MATERIAL FOR THE TASK ->

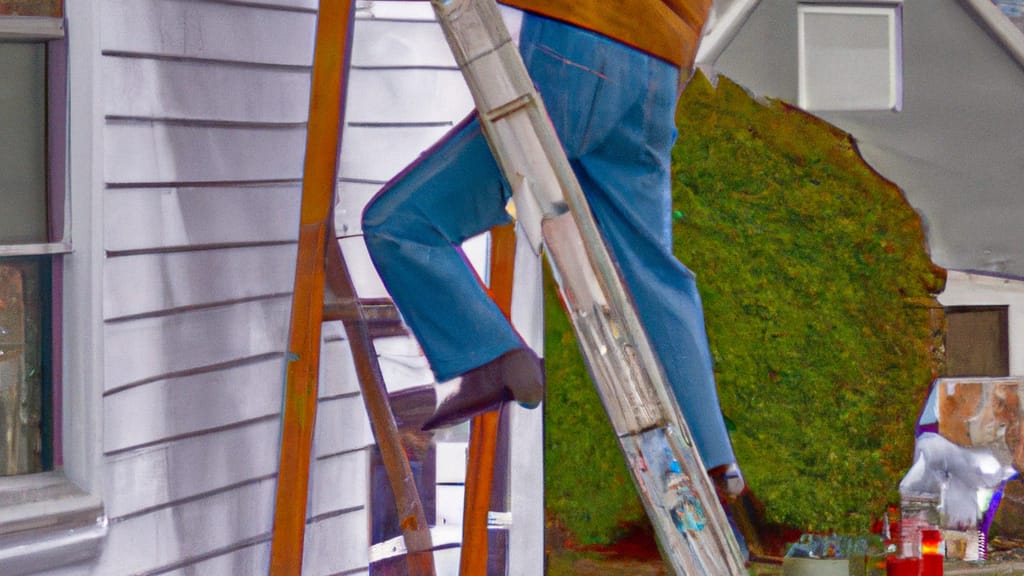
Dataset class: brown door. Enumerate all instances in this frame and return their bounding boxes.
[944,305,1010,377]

--

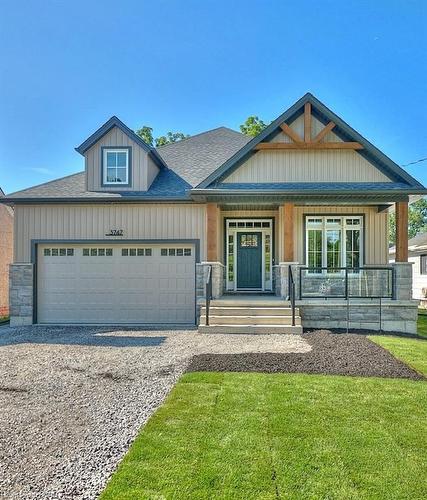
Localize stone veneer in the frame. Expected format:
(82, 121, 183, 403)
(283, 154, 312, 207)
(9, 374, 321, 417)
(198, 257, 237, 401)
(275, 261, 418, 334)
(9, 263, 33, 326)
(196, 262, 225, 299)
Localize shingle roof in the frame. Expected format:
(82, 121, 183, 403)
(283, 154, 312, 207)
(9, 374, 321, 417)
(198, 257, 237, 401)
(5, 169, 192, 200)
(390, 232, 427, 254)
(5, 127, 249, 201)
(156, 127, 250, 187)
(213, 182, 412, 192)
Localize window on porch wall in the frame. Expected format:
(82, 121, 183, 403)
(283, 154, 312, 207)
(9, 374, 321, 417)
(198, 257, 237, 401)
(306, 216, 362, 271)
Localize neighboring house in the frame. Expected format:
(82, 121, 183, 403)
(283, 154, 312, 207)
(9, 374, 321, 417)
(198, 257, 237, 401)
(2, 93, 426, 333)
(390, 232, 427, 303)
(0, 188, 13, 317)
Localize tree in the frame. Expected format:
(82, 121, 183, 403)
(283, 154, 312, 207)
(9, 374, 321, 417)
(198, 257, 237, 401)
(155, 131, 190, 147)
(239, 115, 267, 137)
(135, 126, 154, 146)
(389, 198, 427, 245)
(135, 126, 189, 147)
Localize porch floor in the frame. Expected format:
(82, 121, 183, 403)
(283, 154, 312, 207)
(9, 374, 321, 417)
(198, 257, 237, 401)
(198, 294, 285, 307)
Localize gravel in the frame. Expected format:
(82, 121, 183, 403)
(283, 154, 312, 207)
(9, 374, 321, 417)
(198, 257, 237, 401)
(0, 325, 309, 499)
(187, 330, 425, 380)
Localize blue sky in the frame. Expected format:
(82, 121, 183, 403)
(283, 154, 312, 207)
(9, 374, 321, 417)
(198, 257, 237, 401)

==

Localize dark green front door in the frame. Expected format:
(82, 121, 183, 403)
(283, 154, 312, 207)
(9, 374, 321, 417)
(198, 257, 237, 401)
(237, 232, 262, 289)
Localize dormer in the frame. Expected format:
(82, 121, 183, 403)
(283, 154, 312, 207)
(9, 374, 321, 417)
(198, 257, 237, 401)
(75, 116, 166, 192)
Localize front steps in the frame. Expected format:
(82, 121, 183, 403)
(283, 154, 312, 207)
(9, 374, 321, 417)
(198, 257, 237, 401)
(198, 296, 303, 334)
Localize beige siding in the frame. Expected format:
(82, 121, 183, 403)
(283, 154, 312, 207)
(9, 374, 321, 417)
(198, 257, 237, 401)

WORK REQUIRED -> Give the number of lines in the data that contain the string "porch", and nothing else.

ANSWER TO THE PROBLEM -> 2